## Source text
** Start **
Bella
Begins Friday
It's not often that I receive the
kind of all-out blitz from friendly sources that
has attended Friday's opening in 29 markets
nationwide of the movie, Bella. We've
written about this extraordinary film in the
September and October issues of
NRL News
and last week in this space. ["Bella:
Bringing Respect for Life to the Silver Screen,"
www.nrlc.org/News_and_Views/Oct07/nv101907.html.]
Winner of
the 2006 Toronto International
Film Festival's "People's Choice Award," the
movie was, predictably, bludgeoned by one of the
Washington Post's movie critics. That
just made me walk all the faster to my computer
to order tickets online for a 7:55 performance.
(You can quickly find out where the film is
playing in your area by going to http://bellathemovie.com/theater)
On NRLC's web site you'll read
Liz Townsend's wonderful overview. Not only will
you be intrigued by the storyline, you will be
deeply impressed by the refusal of Metanoia
Films to allow discouragement to set in.
The film treats the pressures a
single woman with an unplanned pregnancy faces
in a realistic and caring way. That, rather than
the drivel of extraneous criticisms, is likely
the reason the Post reviewer whacked away
at Bella.
Earlier today, I read something
which made me think of Bella. It was part
of an interview author Donald Miller gave to
radio host Dick Staub.
** End **
## Written problem 1
Reproduce the stretch from "On NRLC's web" through "discouragement to set in." in the piece about the movie Bella.
## Written problem 2
According to the piece about the movie Bella, what award did the film win at the 2006 Toronto International Film Festival?

## Records
** Start **
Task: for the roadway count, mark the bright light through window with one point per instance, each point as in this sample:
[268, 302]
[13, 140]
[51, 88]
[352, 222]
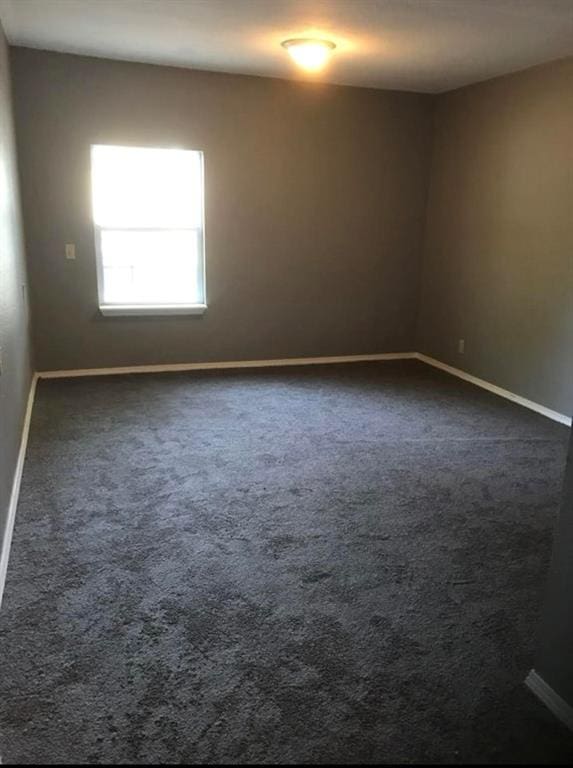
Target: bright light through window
[148, 218]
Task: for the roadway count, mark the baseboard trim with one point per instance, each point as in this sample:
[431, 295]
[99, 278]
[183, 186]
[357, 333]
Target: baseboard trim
[224, 365]
[552, 700]
[15, 494]
[281, 362]
[550, 414]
** End **
## Exercise result 1
On NRLC's web site you'll read
Liz Townsend's wonderful overview. Not only will
you be intrigued by the storyline, you will be
deeply impressed by the refusal of Metanoia
Films to allow discouragement to set in.

## Exercise result 2
The "People's Choice Award."